Si contano a centinaia le morti chiamate ‘bianche’
solo perché non sono rivendicate. Fanno vergogna a chi le pedina e conta.
Eppure si tratta di crimini di pace, come aveva affermato Franco Basaglia
nell’omonimo libro che
denunciava la pazzia da esclusione. I crimini di pace sono il frutto del
sistema violento e perverso che li produce e li esporta. Nel Sahel ne sappiamo
qualcosa, grazie alle nostre frontiere coloniali. Il problema è che non sembrano neppure crimini ma opere di
bene umanitario. La sola differenza coi crimini di guerra è perchè questi
ultimi occupano lo spazio mediatico che li fa esistere agli occhi. I crimini di pace mettono insieme misure di contenimento,
progetti di sviluppo e reti metalliche spinate quando occorre.
Alla radice di questi
crimini si trova l’invisibilità che sola può garantire la riuscita
dell’operazione. La prima
di queste si trova nel grembo materno che dell’assoluta povertà è il simbolo
più eloquente. L’attentato originario si riproduce poi in molte altre forme.
Chi non ha modo di difendersi, nel sistema neoliberale che solo valuta le
merci, sarà un oggetto tra gli altri, a volte vendibile come gli uteri. E’ in tempo di pace che questo occorre e
si insinua poi, come un virus, negli altri organi della democrazia selettiva. I
non nati non hanno chi li rappresenti e non ci si accorge che sono loro i primi
stranieri senza visto di soggiorno. Non si vogliono vedere e quando questo
occorre è troppo tardi per tutti. Il loro grido diventa un legame spezzato.
I crimini di pace hanno come mano
d’opera la parola. Nessuna di queste è innocente o neutrale. Ogni parola e ogni
verbo sono una vita che nasce o che si tradisce. La menzogna ne è
l’espressione più eloquente. Chi sulle parole ha il potere è come l’ultimo dio
in ordine di apparizione negli spettacoli. Le guerre sono azioni nobili, le
armi necessarie a prevenirle, l’economia di accumulazione è quanto di più
naturale ci sia, le migrazioni un’invasione e il migrante un potenziale
terrorista di cui l’illegalità non è che il primo passo, le elezioni un mercato
ambulante di promesse, il colonialismo porta civiltà e le frontiere sono
divinamente rivelate per il consolidamento delle identità nazionali. I crimini di pace sono effetti
collaterali.
---*---
§ Uso delle informazioni
a) Nel testo sui crimini di pace, spiega in una o due frasi quale differenza separa i crimini di pace dai crimini di guerra.
b) Indica se ciascuna affermazione concorda con il testo sui crimini di pace. Rispondi sì o no e cita tra virgolette le parole decisive.
(i) I crimini di pace comprendono anche reti metalliche spinate.
(ii) Alcune parole sono neutrali.
(iii) L'espressione "crimini di pace" viene ricondotta a un libro di Franco Basaglia.
I dati non hanno alcun ruolo in ciò che si chiede qui.
---*---
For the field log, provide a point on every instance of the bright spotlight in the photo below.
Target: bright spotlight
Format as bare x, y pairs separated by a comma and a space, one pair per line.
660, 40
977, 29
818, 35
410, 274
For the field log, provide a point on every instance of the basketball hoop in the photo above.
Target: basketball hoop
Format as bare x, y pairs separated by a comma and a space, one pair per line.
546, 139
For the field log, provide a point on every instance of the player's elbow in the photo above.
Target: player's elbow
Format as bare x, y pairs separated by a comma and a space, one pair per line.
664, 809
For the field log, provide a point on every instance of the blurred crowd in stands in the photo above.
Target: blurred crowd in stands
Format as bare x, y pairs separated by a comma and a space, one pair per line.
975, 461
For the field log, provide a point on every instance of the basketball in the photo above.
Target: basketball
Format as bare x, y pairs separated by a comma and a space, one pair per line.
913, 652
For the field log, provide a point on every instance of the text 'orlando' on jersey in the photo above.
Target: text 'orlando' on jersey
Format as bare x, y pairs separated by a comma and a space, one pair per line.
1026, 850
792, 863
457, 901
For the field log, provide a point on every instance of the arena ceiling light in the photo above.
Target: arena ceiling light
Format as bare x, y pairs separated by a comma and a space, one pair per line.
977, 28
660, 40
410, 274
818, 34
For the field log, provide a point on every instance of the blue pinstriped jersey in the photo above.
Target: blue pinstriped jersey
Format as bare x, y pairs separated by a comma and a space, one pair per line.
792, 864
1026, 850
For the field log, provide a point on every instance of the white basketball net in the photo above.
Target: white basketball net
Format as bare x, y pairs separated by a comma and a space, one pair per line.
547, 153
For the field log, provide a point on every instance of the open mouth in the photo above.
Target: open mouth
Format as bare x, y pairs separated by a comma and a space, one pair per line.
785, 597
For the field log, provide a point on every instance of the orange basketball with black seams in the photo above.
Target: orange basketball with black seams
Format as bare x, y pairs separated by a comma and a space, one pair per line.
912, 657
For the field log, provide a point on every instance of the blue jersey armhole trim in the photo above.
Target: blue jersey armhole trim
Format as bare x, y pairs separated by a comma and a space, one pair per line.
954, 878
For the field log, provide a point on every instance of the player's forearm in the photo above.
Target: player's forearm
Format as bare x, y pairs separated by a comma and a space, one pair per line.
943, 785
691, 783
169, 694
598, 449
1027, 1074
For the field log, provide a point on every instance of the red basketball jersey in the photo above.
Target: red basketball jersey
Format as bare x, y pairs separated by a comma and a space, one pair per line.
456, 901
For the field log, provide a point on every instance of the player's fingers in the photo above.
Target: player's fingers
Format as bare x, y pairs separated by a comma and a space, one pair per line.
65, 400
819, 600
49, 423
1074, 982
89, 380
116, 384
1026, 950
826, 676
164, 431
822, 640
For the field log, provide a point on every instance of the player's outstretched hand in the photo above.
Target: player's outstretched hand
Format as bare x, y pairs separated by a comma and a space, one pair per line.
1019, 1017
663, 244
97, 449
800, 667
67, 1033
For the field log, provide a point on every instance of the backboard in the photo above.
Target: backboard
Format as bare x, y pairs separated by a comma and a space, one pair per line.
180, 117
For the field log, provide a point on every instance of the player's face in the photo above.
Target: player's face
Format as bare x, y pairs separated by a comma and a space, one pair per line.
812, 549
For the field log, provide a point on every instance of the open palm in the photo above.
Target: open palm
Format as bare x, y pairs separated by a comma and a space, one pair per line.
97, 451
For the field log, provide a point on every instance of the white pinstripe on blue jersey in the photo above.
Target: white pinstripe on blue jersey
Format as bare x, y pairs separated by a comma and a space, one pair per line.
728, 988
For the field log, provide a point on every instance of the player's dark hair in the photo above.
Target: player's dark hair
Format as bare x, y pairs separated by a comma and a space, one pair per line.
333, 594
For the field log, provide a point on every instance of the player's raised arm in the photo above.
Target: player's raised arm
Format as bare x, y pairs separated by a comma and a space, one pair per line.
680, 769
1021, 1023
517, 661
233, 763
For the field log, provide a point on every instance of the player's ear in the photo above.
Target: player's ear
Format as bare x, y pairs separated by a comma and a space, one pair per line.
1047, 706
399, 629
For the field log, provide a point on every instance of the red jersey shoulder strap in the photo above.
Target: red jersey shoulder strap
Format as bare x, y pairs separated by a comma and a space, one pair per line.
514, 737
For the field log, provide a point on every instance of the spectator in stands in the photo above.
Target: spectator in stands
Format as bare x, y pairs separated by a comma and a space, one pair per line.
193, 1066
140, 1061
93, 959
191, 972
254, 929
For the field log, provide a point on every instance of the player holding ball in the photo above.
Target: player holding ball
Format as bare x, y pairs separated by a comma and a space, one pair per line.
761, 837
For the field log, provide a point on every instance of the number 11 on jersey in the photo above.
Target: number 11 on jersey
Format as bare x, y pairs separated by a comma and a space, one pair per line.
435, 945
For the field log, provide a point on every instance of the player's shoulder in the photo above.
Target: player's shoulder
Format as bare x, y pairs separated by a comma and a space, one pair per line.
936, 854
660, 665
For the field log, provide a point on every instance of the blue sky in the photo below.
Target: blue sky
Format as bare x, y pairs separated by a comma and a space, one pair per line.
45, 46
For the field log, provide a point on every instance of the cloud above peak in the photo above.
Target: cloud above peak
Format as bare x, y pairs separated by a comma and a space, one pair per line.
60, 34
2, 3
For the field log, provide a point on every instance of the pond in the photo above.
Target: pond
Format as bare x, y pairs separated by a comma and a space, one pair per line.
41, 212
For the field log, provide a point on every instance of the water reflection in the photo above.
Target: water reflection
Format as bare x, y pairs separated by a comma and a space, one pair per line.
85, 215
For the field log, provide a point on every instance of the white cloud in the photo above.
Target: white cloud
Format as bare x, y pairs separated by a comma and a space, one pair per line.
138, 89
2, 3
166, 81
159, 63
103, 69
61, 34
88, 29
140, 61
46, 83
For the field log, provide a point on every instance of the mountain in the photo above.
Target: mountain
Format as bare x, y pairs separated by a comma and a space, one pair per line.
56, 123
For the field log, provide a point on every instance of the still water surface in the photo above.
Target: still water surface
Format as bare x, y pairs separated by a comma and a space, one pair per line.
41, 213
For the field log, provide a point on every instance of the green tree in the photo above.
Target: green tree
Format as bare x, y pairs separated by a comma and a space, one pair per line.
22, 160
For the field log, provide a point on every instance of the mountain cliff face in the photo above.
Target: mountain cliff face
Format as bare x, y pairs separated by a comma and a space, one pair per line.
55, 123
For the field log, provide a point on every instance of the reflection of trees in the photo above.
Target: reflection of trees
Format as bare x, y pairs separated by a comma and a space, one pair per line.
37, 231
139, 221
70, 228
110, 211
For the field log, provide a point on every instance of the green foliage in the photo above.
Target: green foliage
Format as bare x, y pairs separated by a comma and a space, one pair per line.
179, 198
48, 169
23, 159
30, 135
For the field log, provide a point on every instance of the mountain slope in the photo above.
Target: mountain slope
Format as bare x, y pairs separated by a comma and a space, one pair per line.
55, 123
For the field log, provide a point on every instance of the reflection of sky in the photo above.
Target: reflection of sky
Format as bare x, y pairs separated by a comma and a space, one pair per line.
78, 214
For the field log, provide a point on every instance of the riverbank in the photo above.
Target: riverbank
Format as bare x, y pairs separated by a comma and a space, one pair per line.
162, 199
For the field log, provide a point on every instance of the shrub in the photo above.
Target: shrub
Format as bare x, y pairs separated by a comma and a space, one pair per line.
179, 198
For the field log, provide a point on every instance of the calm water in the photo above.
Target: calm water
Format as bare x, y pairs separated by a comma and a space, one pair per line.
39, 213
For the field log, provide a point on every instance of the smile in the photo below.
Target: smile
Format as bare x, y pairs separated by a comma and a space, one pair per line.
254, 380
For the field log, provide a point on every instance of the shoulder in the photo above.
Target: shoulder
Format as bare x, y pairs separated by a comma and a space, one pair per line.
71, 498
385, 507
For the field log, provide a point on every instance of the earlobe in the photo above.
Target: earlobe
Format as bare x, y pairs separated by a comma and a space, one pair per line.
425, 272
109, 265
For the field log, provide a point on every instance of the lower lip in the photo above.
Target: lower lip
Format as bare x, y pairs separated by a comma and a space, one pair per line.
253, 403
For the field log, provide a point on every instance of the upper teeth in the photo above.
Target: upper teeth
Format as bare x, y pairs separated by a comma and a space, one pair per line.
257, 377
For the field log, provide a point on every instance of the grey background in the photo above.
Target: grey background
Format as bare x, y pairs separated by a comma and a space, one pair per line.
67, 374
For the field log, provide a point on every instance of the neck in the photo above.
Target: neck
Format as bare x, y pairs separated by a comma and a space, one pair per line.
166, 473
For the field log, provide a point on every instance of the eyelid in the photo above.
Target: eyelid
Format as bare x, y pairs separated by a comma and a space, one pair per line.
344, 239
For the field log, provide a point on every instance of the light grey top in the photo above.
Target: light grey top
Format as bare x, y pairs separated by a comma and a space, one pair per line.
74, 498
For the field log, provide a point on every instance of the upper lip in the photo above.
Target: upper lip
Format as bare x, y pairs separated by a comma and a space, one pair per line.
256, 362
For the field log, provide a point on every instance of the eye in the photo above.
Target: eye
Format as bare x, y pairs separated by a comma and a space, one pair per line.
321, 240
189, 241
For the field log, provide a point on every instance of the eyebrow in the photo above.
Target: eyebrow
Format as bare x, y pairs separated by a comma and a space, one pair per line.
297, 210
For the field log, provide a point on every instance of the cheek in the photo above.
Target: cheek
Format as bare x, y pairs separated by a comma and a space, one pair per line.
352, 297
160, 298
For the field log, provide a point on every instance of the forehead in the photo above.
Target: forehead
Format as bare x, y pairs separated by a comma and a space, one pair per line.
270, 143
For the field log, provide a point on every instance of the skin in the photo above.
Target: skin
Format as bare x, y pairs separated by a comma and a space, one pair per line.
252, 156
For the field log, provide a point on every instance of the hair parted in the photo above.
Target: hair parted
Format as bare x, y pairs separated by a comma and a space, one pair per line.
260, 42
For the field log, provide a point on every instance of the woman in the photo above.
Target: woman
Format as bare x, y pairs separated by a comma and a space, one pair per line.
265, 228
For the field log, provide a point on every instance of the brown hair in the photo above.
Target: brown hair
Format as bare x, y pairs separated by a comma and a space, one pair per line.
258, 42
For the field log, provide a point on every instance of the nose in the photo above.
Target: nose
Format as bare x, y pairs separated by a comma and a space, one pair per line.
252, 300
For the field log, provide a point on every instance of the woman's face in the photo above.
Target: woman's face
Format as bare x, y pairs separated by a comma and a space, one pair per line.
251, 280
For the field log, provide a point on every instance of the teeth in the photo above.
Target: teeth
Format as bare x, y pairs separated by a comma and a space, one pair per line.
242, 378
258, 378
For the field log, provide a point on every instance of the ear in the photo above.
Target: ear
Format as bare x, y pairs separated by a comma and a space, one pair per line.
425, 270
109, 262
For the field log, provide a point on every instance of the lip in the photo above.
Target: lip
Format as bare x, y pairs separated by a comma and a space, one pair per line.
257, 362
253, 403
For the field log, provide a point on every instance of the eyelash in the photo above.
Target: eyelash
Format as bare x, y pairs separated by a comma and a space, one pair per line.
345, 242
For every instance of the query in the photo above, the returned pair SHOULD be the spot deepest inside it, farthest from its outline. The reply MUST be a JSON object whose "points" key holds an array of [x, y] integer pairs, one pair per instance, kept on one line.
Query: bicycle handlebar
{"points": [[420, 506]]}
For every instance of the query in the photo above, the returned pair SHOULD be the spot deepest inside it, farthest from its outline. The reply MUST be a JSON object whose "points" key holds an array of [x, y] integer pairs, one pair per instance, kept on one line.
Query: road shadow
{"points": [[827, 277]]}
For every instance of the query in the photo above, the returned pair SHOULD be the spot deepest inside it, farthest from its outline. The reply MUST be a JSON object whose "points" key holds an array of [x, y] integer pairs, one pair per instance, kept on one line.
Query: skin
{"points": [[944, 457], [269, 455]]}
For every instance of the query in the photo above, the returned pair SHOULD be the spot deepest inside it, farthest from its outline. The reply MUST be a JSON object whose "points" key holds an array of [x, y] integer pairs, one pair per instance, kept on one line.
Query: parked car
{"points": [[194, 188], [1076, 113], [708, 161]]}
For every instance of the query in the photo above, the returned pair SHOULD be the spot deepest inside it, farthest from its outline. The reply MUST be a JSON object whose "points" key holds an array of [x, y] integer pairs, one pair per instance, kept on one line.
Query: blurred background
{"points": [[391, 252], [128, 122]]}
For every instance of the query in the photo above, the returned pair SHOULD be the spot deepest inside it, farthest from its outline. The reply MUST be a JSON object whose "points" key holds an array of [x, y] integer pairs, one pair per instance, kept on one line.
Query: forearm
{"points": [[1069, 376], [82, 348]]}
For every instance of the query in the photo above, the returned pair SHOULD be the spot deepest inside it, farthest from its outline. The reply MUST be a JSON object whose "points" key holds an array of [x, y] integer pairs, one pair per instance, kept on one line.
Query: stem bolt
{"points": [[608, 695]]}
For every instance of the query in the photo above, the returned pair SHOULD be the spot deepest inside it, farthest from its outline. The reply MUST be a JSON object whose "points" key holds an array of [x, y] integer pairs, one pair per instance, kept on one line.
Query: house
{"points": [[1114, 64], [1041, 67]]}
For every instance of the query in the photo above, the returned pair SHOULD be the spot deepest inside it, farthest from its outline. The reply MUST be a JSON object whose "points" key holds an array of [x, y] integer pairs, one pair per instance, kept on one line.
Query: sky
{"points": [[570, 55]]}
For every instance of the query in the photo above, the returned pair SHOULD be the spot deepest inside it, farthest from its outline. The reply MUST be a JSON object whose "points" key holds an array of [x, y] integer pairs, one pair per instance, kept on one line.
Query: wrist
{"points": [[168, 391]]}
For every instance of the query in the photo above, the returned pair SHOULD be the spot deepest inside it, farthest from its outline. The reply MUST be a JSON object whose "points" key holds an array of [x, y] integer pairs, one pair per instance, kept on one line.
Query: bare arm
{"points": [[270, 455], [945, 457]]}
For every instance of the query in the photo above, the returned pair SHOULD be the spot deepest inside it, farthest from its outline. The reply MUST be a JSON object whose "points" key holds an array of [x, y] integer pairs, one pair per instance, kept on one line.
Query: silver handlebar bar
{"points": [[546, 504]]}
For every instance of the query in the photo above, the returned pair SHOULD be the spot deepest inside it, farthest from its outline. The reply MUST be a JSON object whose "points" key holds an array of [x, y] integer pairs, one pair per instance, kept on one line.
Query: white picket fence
---*---
§ Risposte per compito
a) Secondo il testo, l'unica differenza è che i crimini di guerra occupano lo spazio mediatico, e questo li fa esistere agli occhi. I crimini di pace invece restano invisibili.

b)
(i) Sì: «I crimini di pace mettono insieme misure di contenimento, progetti di sviluppo e reti metalliche spinate quando occorre».
(ii) No: «Nessuna di queste è innocente o neutrale».
(iii) Sì: «come aveva affermato Franco Basaglia nell’omonimo libro».